[Referring expression data]

__________

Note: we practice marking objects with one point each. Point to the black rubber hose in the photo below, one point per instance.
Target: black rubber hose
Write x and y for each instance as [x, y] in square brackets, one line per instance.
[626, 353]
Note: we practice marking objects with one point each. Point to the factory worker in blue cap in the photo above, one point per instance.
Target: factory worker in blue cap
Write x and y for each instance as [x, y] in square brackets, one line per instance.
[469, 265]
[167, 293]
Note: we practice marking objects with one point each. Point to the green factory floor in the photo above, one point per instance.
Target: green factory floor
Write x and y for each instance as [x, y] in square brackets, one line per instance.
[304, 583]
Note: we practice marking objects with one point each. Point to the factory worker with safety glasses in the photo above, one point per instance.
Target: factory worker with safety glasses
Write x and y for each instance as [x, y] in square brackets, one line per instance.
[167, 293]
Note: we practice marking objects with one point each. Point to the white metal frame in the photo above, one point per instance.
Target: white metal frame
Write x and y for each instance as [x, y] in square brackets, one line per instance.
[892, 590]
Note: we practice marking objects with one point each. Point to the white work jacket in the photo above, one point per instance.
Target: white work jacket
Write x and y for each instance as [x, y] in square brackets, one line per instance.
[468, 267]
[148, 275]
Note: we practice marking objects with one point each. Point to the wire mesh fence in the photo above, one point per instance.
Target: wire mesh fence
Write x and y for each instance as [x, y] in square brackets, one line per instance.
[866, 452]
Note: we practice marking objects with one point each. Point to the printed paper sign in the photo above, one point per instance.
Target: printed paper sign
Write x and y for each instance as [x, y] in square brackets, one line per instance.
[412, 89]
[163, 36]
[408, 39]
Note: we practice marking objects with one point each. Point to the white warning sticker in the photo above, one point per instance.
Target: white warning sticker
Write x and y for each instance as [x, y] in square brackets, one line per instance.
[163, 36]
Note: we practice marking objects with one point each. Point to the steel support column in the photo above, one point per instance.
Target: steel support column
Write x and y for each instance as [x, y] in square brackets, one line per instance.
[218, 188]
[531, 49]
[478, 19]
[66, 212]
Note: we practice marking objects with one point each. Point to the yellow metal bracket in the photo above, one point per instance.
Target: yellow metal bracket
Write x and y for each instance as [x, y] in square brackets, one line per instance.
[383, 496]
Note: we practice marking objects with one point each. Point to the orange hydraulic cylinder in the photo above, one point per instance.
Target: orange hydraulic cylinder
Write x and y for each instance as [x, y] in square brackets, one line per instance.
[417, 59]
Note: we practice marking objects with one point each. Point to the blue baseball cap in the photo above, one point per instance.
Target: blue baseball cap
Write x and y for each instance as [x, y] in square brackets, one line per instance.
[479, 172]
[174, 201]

__________

* **Work order**:
Every line above that contains the word "paper" should be reported.

* **Answer section**:
Note: we practice marking objects with one point each. Point to the printed paper sign in the photo above, one point per instance.
Target: printed paper sign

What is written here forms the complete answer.